# YOUR OBJECTIVE
Output as a numbered list the lines of the items below, beginning with the line that contains "Q: Point out each instance of the driver" and ending with the last line of the items. Leave out blank lines and pictures.

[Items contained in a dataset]
====
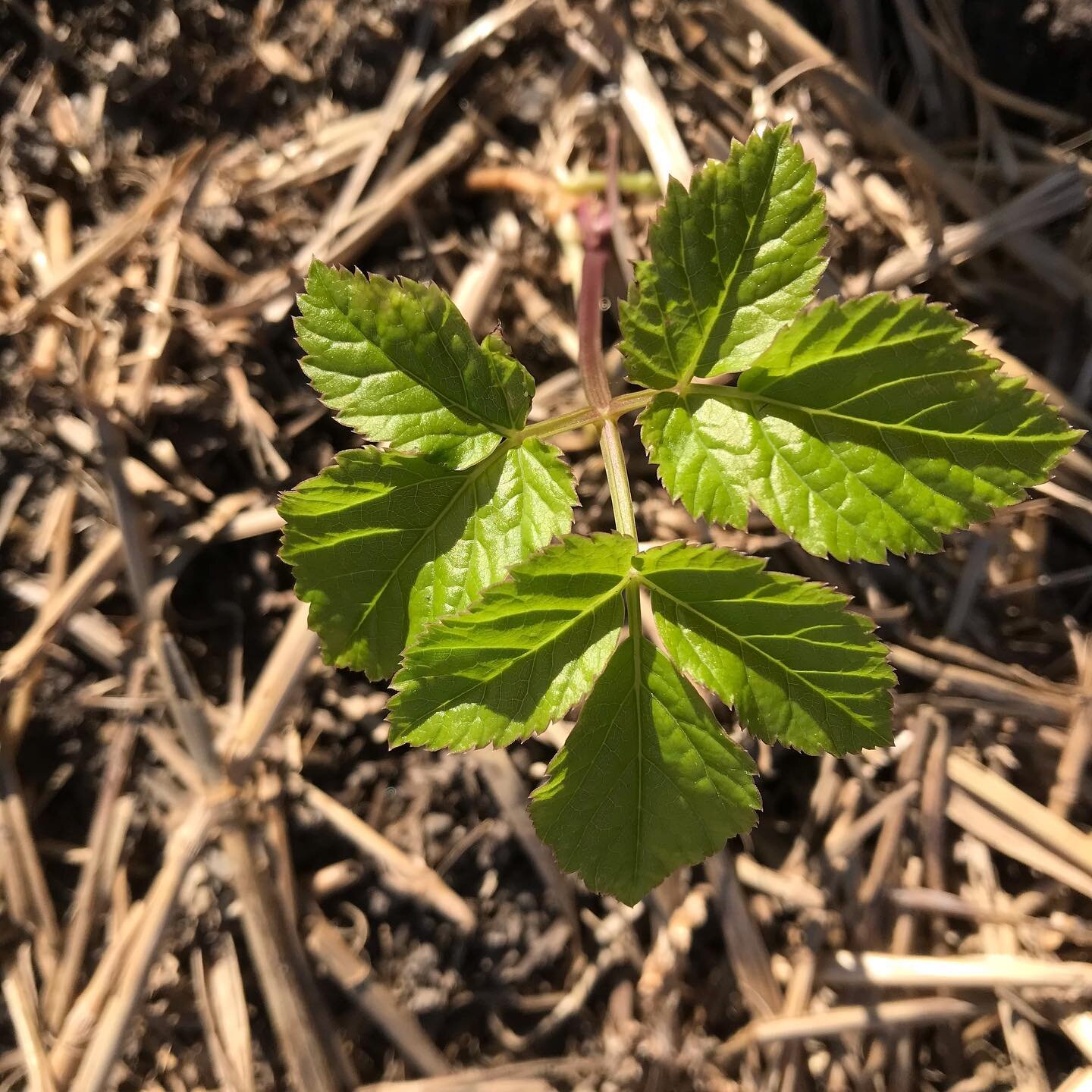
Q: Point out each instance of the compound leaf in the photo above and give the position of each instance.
(647, 782)
(397, 362)
(799, 669)
(522, 655)
(868, 426)
(733, 261)
(384, 543)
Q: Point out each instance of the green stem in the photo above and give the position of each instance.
(595, 224)
(585, 415)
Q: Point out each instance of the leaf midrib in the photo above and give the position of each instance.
(565, 628)
(737, 394)
(471, 481)
(730, 283)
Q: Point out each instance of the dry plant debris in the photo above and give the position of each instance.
(213, 873)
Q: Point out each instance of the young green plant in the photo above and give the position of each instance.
(441, 555)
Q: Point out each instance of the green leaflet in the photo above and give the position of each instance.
(799, 669)
(397, 362)
(868, 426)
(647, 782)
(384, 543)
(522, 655)
(733, 261)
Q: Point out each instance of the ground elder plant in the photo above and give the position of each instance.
(441, 554)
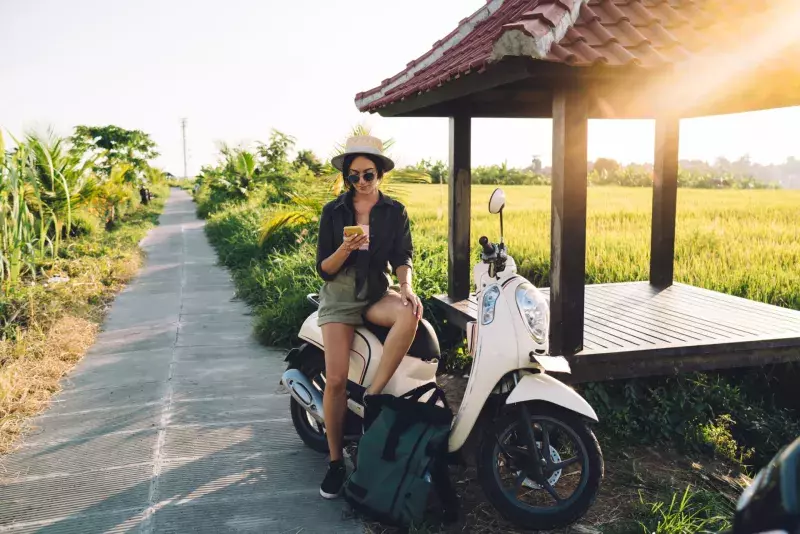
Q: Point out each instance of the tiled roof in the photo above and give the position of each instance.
(645, 33)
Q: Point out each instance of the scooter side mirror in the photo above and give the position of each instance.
(497, 201)
(772, 501)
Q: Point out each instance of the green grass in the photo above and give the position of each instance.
(46, 326)
(745, 243)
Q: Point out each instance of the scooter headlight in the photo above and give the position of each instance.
(535, 311)
(489, 302)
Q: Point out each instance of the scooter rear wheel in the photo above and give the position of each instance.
(569, 486)
(311, 432)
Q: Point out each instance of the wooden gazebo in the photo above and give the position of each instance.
(572, 60)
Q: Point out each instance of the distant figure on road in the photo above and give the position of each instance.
(357, 286)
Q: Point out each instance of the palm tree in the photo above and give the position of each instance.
(62, 181)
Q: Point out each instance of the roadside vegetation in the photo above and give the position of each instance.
(71, 219)
(680, 449)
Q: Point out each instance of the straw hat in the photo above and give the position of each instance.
(363, 144)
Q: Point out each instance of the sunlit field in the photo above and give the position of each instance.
(745, 243)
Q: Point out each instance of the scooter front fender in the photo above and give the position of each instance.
(546, 388)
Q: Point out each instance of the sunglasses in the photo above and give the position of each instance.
(354, 177)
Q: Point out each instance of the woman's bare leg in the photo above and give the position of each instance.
(391, 313)
(337, 338)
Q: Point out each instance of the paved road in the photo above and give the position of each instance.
(174, 421)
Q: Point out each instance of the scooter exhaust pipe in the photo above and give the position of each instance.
(303, 391)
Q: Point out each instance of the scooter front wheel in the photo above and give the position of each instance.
(557, 490)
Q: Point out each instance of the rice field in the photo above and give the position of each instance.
(746, 243)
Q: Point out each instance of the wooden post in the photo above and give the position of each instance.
(459, 182)
(665, 193)
(568, 221)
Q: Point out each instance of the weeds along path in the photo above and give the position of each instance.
(173, 422)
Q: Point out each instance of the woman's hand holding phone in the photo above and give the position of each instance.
(354, 241)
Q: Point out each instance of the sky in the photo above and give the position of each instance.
(237, 69)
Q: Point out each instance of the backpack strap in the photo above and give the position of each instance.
(403, 420)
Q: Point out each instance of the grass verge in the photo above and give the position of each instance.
(47, 325)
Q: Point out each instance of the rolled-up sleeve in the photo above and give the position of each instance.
(325, 242)
(403, 250)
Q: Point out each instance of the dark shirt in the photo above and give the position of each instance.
(389, 242)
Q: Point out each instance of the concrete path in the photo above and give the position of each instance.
(174, 421)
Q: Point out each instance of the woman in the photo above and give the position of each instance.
(357, 285)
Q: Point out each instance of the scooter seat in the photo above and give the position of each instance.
(425, 345)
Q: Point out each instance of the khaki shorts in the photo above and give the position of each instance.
(338, 302)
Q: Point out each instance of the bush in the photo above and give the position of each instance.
(732, 414)
(85, 224)
(689, 513)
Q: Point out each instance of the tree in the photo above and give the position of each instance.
(276, 153)
(111, 146)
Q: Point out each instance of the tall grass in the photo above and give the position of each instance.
(746, 243)
(58, 269)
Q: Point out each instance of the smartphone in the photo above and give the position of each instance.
(353, 230)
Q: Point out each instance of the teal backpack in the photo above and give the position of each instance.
(401, 457)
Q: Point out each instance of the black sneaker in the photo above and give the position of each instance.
(334, 480)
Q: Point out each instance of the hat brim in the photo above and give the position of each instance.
(338, 161)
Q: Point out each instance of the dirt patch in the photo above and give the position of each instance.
(37, 361)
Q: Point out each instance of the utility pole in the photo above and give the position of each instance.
(183, 129)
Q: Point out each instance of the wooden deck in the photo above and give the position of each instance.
(632, 329)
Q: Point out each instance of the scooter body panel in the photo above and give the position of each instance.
(495, 352)
(544, 387)
(365, 357)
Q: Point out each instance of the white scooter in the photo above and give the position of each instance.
(538, 462)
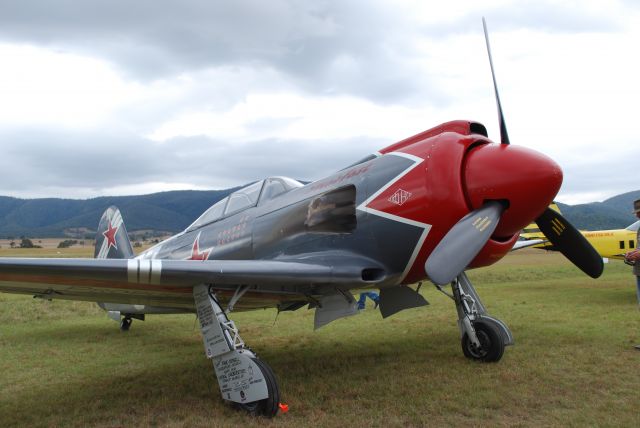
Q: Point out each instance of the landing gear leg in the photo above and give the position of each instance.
(244, 379)
(483, 337)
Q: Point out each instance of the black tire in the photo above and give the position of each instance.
(125, 324)
(269, 406)
(491, 344)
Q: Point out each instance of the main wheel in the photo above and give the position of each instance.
(491, 344)
(270, 405)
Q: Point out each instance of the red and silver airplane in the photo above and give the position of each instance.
(426, 208)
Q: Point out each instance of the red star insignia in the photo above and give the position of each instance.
(110, 235)
(195, 251)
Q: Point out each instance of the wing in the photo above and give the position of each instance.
(169, 283)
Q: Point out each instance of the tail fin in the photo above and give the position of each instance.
(112, 241)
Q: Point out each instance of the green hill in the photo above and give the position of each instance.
(173, 211)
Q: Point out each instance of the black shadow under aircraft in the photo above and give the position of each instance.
(428, 207)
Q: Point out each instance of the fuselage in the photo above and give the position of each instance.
(389, 210)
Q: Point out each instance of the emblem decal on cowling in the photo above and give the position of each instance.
(400, 197)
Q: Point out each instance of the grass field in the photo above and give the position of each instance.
(66, 364)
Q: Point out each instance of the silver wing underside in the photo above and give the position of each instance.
(169, 283)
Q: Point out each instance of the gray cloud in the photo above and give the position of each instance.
(326, 47)
(50, 158)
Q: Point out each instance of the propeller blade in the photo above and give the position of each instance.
(462, 243)
(570, 242)
(504, 137)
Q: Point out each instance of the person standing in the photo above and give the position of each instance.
(370, 294)
(633, 257)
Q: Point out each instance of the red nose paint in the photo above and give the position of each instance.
(524, 178)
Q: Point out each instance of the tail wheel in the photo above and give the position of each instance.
(491, 344)
(270, 405)
(125, 324)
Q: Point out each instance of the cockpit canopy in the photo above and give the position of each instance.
(254, 194)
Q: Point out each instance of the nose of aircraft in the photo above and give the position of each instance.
(525, 179)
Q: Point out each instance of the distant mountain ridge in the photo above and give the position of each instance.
(173, 211)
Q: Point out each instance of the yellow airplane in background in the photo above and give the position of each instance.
(610, 244)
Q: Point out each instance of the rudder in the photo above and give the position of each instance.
(112, 240)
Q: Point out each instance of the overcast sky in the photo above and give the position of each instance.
(130, 97)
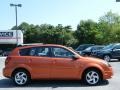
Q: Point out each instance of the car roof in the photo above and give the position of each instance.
(37, 45)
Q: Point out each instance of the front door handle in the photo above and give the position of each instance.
(54, 62)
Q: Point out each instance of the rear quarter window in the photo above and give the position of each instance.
(24, 52)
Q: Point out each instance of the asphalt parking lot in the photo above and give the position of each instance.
(112, 84)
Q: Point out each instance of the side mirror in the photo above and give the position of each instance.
(75, 57)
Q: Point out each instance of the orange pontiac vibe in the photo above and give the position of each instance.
(54, 62)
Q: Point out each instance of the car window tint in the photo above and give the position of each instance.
(42, 51)
(32, 51)
(117, 47)
(60, 52)
(24, 52)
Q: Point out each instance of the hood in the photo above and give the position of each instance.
(91, 59)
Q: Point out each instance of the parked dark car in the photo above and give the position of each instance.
(90, 50)
(83, 47)
(6, 52)
(111, 51)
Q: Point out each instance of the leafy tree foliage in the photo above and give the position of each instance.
(106, 30)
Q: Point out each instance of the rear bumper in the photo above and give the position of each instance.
(108, 74)
(7, 72)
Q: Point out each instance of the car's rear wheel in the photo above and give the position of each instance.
(107, 58)
(92, 77)
(21, 77)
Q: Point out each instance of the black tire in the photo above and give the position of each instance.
(107, 58)
(90, 79)
(21, 77)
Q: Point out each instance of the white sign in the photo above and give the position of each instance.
(11, 37)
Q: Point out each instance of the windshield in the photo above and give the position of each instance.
(88, 49)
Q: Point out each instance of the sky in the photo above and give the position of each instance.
(54, 12)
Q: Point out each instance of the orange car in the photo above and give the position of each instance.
(54, 62)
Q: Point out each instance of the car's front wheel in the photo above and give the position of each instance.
(92, 77)
(21, 77)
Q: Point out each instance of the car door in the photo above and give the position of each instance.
(64, 67)
(116, 51)
(40, 62)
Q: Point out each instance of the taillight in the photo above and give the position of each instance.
(7, 60)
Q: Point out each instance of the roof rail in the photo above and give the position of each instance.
(29, 44)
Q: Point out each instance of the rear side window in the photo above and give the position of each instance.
(24, 52)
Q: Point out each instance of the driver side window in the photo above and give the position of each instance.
(61, 52)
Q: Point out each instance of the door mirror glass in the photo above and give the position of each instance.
(75, 57)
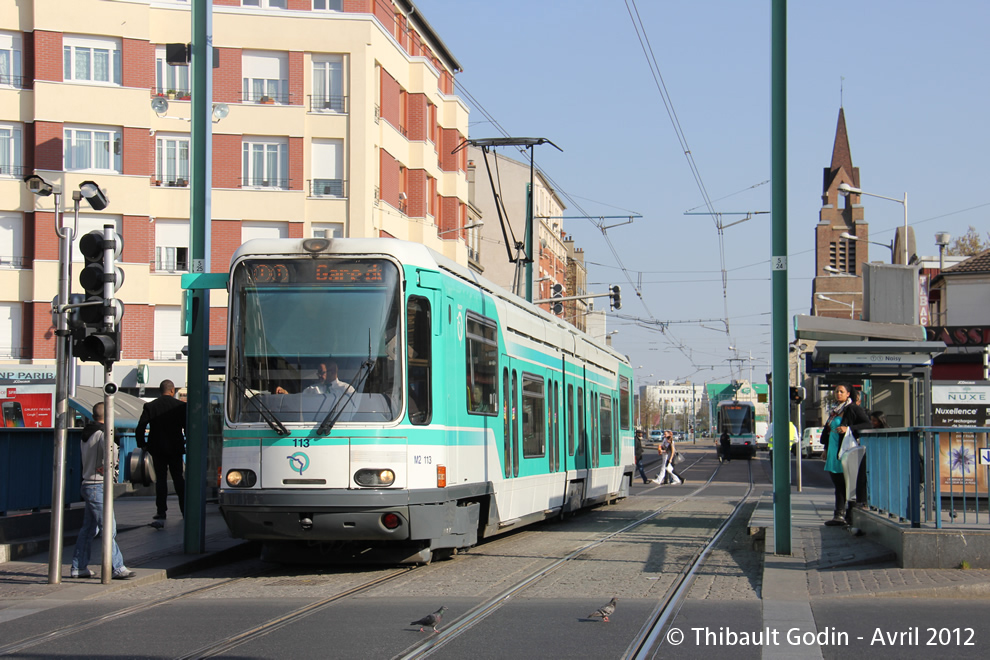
====
# ANSWER TO THIS EXERCISE
1. Q: Point out each instance of the driver side window in the photo above and give the position of each instance.
2. (61, 52)
3. Q: Point out each instance of the door mirror glass in the photo above and give the position of each instance.
4. (75, 57)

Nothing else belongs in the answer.